> Excerpts of annotation records:
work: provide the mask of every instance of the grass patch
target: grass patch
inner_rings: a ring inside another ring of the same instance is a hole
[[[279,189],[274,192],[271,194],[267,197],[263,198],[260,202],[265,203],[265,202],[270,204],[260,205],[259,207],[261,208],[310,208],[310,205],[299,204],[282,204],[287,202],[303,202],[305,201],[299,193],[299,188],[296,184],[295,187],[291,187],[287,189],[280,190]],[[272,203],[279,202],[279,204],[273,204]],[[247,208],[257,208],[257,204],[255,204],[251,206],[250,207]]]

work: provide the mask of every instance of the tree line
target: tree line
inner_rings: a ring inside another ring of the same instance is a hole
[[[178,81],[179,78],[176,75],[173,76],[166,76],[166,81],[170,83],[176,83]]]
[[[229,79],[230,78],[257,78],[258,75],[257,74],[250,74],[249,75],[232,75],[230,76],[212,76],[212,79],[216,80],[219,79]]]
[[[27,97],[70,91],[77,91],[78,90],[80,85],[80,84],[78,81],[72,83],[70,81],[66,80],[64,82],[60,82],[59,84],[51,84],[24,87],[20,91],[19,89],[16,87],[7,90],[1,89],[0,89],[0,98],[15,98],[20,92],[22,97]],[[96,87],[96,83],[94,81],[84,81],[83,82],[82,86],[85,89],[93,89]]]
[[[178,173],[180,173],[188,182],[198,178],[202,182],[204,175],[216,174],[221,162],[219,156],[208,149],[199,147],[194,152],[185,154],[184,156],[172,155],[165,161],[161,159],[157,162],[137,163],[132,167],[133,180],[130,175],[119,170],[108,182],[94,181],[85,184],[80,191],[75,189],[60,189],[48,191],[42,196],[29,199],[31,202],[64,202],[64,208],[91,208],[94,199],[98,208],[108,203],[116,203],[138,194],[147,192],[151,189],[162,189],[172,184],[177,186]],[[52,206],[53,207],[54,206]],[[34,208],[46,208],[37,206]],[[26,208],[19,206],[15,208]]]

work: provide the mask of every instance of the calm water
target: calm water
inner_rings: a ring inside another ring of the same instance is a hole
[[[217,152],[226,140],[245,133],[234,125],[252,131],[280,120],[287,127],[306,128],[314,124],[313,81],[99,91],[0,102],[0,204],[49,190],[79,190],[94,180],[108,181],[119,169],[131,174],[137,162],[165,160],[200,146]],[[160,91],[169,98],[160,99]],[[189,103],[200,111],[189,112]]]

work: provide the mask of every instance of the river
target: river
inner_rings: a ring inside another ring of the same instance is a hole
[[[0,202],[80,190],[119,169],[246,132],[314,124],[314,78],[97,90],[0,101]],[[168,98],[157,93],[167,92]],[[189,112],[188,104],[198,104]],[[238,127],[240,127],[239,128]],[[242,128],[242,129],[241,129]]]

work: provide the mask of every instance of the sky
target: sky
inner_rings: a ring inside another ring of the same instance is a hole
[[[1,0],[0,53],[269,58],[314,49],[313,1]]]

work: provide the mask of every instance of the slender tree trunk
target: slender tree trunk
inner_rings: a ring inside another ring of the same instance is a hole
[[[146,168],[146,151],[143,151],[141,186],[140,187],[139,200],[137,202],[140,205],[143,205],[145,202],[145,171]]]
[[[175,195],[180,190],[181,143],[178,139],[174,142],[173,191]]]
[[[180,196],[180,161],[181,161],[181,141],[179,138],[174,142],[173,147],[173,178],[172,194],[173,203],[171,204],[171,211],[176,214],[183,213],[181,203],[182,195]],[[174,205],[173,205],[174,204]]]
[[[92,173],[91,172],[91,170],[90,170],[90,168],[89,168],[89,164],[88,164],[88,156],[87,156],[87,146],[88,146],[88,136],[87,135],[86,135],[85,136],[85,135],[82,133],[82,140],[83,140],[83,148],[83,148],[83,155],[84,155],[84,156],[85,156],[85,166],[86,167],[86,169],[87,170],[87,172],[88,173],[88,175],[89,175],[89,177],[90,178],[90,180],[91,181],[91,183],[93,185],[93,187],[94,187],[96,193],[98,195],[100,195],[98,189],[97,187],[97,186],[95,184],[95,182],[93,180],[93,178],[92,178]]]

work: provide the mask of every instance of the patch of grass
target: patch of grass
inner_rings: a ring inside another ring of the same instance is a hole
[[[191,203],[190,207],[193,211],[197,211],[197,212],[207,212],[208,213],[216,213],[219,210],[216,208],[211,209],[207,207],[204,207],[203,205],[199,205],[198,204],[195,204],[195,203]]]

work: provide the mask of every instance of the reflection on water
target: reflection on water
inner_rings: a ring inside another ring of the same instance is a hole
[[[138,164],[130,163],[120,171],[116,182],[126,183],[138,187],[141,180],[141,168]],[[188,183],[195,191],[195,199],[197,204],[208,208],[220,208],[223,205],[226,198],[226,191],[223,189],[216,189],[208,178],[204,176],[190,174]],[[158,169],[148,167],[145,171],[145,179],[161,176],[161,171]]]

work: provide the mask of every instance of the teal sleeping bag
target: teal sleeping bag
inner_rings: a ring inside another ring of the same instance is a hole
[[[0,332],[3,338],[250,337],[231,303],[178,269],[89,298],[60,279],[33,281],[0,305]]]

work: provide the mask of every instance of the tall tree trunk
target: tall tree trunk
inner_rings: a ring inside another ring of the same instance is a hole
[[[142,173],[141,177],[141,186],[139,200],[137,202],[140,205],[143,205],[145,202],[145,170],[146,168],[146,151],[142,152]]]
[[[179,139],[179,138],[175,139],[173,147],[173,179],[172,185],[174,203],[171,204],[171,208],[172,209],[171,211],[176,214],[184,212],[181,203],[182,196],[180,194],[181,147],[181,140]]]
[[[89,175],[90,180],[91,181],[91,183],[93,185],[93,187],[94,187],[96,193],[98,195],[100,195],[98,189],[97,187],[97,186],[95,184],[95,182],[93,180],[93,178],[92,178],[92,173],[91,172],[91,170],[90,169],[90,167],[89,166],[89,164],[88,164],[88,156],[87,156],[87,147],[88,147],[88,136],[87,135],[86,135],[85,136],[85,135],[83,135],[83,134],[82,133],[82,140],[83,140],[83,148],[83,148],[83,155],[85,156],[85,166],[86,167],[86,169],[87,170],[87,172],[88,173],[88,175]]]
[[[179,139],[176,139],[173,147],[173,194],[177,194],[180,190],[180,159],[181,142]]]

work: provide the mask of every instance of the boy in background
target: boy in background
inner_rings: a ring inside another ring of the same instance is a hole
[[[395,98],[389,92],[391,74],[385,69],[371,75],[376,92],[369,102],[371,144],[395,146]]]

> WHAT IS ASKED:
Recast the records as a JSON list of strings, one string per line with blank lines omitted, starting at the line containing "work: provide the mask of every instance of the sky" and ending after the line containing "[[[1,0],[0,53],[269,58],[314,49],[313,1]]]".

> TASK SOLUTION:
[
  "work: provide the mask of every instance of the sky",
  "target: sky",
  "inner_rings: a ring inside another ring of the same instance is a hole",
  "[[[1,0],[0,53],[269,58],[314,49],[313,1]]]"
]